• Requirement
Locate every line in the records below that contains the string "hand" and copy each of those lines in full.
——————————
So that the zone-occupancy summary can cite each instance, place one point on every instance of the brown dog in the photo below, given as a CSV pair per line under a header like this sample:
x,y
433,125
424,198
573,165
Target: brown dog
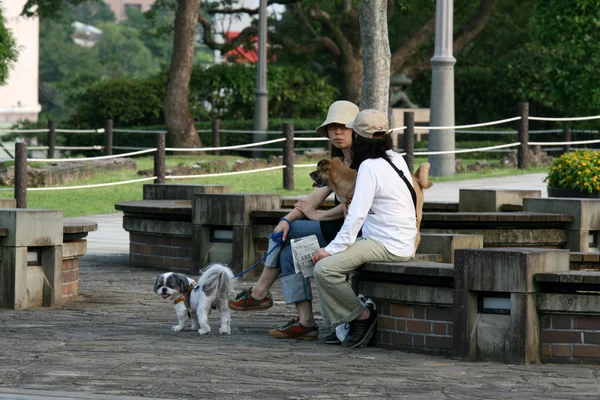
x,y
341,179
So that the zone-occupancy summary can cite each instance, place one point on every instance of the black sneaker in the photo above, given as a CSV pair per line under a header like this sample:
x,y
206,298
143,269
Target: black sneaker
x,y
361,331
332,338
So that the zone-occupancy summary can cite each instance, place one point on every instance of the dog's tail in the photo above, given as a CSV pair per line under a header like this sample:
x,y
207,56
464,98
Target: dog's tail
x,y
220,279
422,174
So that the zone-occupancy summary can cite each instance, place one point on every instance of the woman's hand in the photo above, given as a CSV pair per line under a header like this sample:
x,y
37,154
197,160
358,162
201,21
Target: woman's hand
x,y
284,227
319,255
309,211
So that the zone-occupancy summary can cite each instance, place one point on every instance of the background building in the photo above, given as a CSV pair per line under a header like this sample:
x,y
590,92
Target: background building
x,y
119,7
19,97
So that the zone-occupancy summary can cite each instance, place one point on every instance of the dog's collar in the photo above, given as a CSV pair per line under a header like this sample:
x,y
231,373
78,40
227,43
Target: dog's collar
x,y
185,297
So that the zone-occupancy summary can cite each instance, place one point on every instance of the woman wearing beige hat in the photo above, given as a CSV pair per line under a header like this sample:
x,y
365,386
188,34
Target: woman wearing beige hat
x,y
384,208
302,221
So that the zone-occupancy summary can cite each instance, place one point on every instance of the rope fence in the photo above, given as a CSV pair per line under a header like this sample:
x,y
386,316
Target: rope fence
x,y
287,140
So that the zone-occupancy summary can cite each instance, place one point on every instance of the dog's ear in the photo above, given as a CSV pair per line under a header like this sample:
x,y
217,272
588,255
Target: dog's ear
x,y
182,281
156,283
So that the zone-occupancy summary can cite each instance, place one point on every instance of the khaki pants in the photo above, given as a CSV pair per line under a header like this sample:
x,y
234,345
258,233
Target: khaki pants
x,y
337,298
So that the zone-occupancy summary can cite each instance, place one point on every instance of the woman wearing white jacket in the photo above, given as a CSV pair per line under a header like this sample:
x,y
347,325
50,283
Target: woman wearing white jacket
x,y
383,207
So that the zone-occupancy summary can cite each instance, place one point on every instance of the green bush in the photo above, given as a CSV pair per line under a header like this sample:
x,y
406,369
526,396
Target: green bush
x,y
126,101
576,170
227,92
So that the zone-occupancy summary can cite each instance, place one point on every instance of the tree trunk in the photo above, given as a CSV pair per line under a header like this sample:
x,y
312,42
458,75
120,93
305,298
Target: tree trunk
x,y
351,78
177,105
376,55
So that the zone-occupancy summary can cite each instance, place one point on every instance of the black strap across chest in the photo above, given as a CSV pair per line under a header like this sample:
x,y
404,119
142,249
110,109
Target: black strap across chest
x,y
413,194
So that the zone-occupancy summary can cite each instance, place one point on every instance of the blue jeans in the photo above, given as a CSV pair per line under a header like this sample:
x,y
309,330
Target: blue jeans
x,y
294,286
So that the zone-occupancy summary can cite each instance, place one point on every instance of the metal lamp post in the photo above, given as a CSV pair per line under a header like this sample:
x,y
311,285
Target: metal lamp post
x,y
442,92
261,109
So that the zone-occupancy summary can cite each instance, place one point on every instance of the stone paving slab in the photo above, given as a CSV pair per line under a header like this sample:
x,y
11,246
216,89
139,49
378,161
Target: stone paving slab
x,y
115,340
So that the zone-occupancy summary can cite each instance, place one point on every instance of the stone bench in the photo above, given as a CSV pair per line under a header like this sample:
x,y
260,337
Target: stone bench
x,y
492,200
289,201
414,301
40,266
74,246
584,261
503,229
445,244
570,316
160,232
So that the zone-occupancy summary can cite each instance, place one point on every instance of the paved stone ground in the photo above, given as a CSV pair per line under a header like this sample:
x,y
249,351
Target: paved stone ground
x,y
115,340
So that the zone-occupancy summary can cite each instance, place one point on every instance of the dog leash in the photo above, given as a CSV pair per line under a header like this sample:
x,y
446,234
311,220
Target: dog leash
x,y
413,194
277,238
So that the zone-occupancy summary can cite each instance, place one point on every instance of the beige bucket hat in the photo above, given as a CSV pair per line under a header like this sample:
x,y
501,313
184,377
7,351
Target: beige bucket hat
x,y
340,112
369,121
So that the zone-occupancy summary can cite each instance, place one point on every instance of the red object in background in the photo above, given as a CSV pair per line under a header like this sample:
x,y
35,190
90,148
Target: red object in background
x,y
243,54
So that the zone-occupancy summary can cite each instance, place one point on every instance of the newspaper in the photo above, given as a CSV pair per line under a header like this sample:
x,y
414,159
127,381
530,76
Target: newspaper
x,y
302,251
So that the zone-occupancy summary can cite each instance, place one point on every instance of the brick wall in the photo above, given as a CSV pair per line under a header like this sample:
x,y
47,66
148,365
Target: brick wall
x,y
570,339
415,328
70,285
171,252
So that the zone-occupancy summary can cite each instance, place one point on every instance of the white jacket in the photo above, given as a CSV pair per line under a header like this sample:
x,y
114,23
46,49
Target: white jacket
x,y
382,206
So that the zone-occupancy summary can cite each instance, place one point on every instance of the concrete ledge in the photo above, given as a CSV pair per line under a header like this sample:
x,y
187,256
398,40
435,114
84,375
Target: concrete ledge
x,y
410,294
568,303
77,228
492,200
411,267
445,244
169,208
158,191
74,249
584,261
585,212
157,227
573,277
437,258
511,236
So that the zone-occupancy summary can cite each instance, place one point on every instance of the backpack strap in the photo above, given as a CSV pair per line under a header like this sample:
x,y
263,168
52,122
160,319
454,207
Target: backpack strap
x,y
413,194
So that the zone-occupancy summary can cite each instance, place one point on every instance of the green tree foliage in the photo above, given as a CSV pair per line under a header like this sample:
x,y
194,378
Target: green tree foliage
x,y
229,89
123,53
125,50
8,50
93,12
559,68
220,91
126,101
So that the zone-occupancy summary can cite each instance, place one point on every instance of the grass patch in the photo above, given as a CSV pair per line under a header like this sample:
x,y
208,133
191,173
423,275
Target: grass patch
x,y
81,202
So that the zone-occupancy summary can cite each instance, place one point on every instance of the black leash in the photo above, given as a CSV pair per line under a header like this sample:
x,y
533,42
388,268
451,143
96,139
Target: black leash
x,y
413,194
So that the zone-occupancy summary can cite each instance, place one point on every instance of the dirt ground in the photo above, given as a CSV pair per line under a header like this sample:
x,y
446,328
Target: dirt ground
x,y
115,339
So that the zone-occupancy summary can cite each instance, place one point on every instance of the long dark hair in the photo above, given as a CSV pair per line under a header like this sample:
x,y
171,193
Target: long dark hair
x,y
335,152
363,148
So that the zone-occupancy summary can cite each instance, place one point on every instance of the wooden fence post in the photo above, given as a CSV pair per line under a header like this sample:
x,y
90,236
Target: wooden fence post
x,y
566,138
159,157
216,134
288,156
51,138
108,137
523,154
409,139
21,174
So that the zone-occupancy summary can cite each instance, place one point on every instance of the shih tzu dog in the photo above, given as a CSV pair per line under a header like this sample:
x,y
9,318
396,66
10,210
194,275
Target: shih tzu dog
x,y
195,301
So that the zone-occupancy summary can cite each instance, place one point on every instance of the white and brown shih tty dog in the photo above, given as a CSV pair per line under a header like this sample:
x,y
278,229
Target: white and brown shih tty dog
x,y
195,301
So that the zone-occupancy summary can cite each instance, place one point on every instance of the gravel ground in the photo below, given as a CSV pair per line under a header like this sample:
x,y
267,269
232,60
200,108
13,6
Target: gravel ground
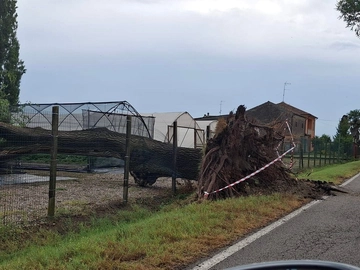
——————————
• Complete response
So that the zone-occupancy summary can cite each instance, place one point on every instance of the woman's hand in the photo above, given as a CSV pair per line under a header like this sample:
Target: woman's hand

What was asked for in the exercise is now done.